• **ИСХОДНЫЙ ТЕКСТ**:
================
«Науке угрожали пантеистический и панпсихический натурализм и магия. Однако ей не в меньшей степени угрожала и отвечающая на эти общие для религии и науки жесткая реакция западного христианства, особенно усилившаяся в эпоху Контрреформации и «подогретая», конечно, его расколом, в условиях недостаточной демаркации между позитивной наукой и паранаучной магией. Мы можем заключить, что кризис культуры и общества в 16-17 вв. был тотальным и глубоким: под вопрос было поставлено духовное единство европейского человечества - как его христианское ядро, так и традиционный рационализм. И тот союз науки и христианства, который тогда оформился, явился спасительным для судеб европейской культуры… От спиритуализма, анимизма и натуральной магии не было пути к новой науке, даже если бы вместе с этими учениями развился не только пантеизм, но и крайний атеизм. Антихристианство послужило всеобщему брожению умов и душ в эпоху Ренессанса, но науки не создало и не могло создать» [1][161].
Именно нескрываемый интерес диссидентской интеллигенции к коперниканству и философские спекуляции на нем и побудили Ватикан спустя полвека после публикации книги Коперника внести ее в индекс запрещенных книг. Правда - во второй ее раздел. Первый раздел составлял список книг, осужденных безусловно и подлежащих изъятию. А второй - книги, которые нельзя переиздавать без надлежащей правки (туда часто попадали книги католических богословов, в том числе и самих инквизиторов).
Так вот, эдикт 1616 г. не запрещал книгу Коперника; в нем четко указано, что разрешение на ее публикацию временно задержано вплоть до исправления, причем эти исправления должны были коснуться не научной сути, а теологических импликаций. Как сказал папа Урбан 8 флорентийскому послу в Риме Никколини, существует много католических догматов, однако неподвижность земли в центре вселенной не является одним из них [2][162]. Он же, будучи еще кардиналом Барберини, в 1615 г. говорил, что «хотел бы видеть в этих рассуждениях большую осторожность в использовании аргументов, не выходящих за рамки, предписанные Птоломеем и Коперником, а в конечном итоге не выходящих за пределы физики и математики; что же касается толкования Писания, то это дело богословов» [3][163]. Галилей так понимал суть этого дела: «Что касается самой книги Коперника, то из предисловия, посвященного папе Павлу 3, будут изъяты 10 строк, в которых ученый говорит о том, что его учение, как он полагает не противоречит Писанию. Как я понимаю, они могут убрать по слову там и сям, где два или три раза он называет Землю звездою. Исправление этих двух книг поручено кардиналу Каетани» [4][164].
================
• **ДАННЫЕ ДЛЯ ЗАДАНИЯ**:
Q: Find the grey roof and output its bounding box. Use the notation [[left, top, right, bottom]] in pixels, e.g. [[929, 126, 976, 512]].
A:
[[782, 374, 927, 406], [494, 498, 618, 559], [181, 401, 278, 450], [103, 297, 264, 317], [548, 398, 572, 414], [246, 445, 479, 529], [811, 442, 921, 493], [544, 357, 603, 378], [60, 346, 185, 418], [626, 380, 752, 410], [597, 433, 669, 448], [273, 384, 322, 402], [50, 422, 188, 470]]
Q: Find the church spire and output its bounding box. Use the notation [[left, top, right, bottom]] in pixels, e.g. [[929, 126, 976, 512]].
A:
================
• **ЗАДАНИЯ ДЛЯ ВЫПОЛНЕНИЯ**:
[1] Согласуются ли с исходным текстом следующие утверждения: (а) эдикт 1616 г. запретил книгу Коперника; (б) книга Коперника была внесена во второй раздел индекса запрещенных книг; (в) исправление книг было поручено кардиналу Барберини? Для каждого ответьте «да» или «нет» и процитируйте решающие слова текста.
[2] Замените «church spire» на «bell tower» в записях, начиная со строки с «Q: Find the church» и до конца записей, ничего больше не меняя. Приведите только эти строки.

• **ОТВЕТЫ НА ЗАДАНИЯ**:
[1]
(а) Нет: «эдикт 1616 г. не запрещал книгу Коперника».
(б) Да: «Правда - во второй ее раздел».
(в) Нет: «Исправление этих двух книг поручено кардиналу Каетани».

[2]
Q: Find the bell tower and output its bounding box. Use the notation [[left, top, right, bottom]] in pixels, e.g. [[929, 126, 976, 512]].
A:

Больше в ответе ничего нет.